About this task: From the first line down to the one containing "[tag] oatmeal cookie: a pin per instance", reproduce the entries below exactly and leave out the pictures.

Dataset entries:
——

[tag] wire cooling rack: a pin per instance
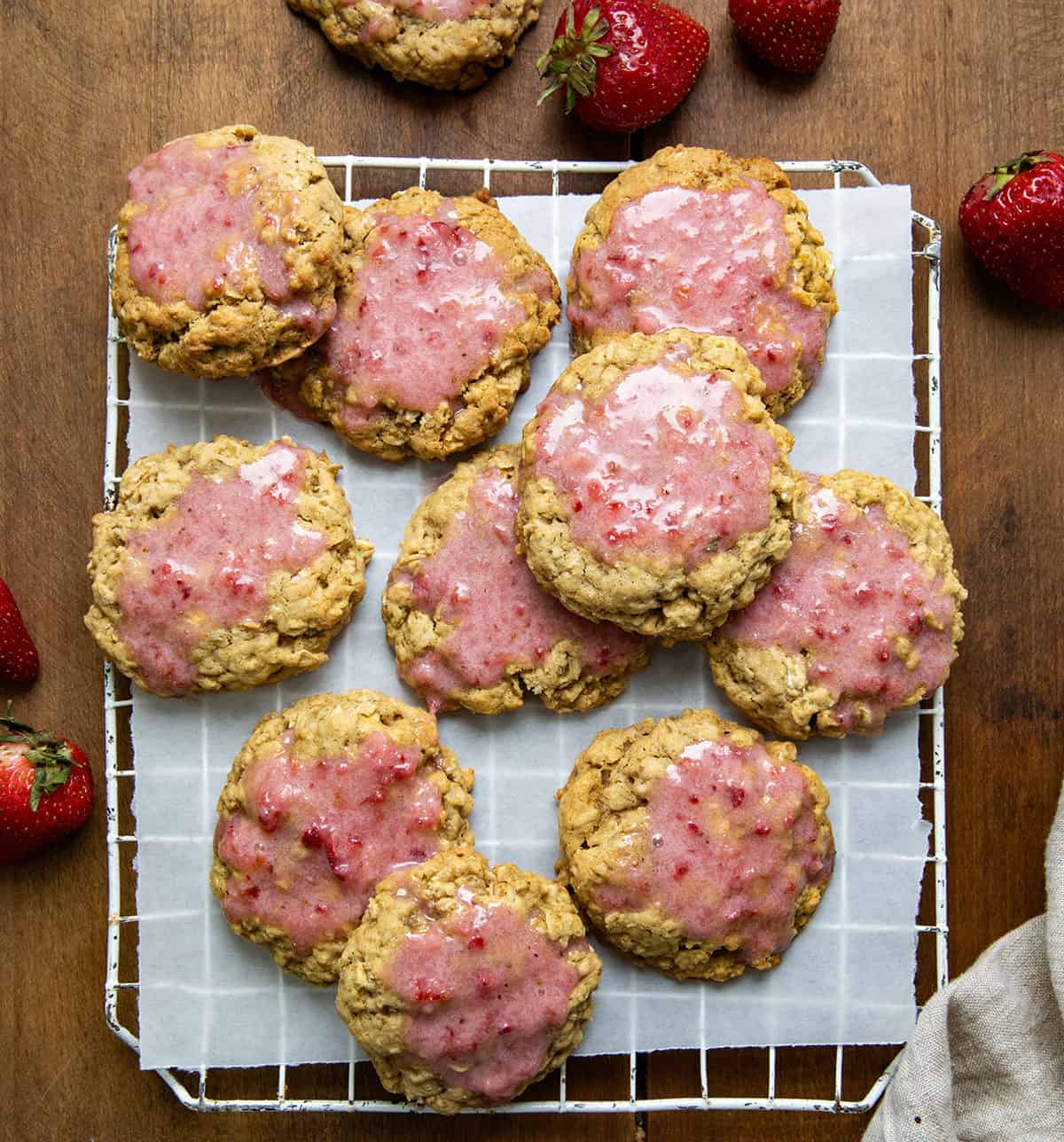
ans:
(344, 1087)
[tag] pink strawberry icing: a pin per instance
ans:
(210, 227)
(873, 625)
(434, 12)
(731, 845)
(501, 618)
(317, 833)
(488, 992)
(711, 262)
(666, 464)
(207, 562)
(424, 317)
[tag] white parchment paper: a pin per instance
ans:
(209, 998)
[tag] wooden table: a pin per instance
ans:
(927, 94)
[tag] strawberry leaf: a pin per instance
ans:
(51, 760)
(571, 60)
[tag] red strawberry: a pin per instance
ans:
(793, 35)
(19, 661)
(46, 789)
(623, 64)
(1013, 219)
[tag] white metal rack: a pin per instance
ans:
(121, 979)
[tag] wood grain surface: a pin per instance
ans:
(928, 94)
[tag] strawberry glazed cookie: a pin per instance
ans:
(697, 239)
(465, 983)
(861, 618)
(468, 622)
(443, 43)
(226, 253)
(654, 487)
(694, 845)
(442, 305)
(325, 800)
(224, 566)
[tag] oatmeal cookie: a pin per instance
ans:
(654, 488)
(694, 845)
(442, 305)
(464, 983)
(324, 801)
(468, 622)
(443, 43)
(227, 252)
(224, 566)
(860, 619)
(697, 239)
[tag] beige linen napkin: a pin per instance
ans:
(987, 1059)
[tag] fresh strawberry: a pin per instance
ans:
(1013, 219)
(793, 35)
(46, 789)
(19, 661)
(623, 64)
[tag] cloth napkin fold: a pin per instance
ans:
(987, 1059)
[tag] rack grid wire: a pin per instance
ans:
(191, 1086)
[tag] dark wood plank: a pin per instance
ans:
(924, 94)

——

Solved exercise:
[tag] wire cooling rack: a pin per instance
ans:
(344, 1087)
[tag] pink strawberry icing: a pin per instance
ans:
(210, 227)
(873, 625)
(434, 12)
(731, 845)
(501, 618)
(317, 833)
(488, 992)
(711, 262)
(666, 464)
(207, 562)
(424, 317)
[tag] white parchment paper: a pin per instance
ans:
(209, 998)
[tag] wooden table: a pin per instance
ans:
(927, 94)
[tag] strawberry leaf: a pin per instance
ans:
(51, 760)
(571, 60)
[tag] red strawberry: a pin per instance
ans:
(793, 35)
(19, 661)
(46, 789)
(623, 64)
(1013, 219)
[tag] white metal rack: a pin per instance
ans:
(121, 979)
[tag] wood grain surface: a pin per instance
ans:
(928, 94)
[tag] strawberry glazed cookie: a pin per instance
ans:
(697, 239)
(465, 983)
(861, 618)
(468, 622)
(443, 43)
(226, 253)
(654, 487)
(694, 845)
(442, 305)
(325, 800)
(224, 566)
[tag] oatmeal cookie: a pin per instance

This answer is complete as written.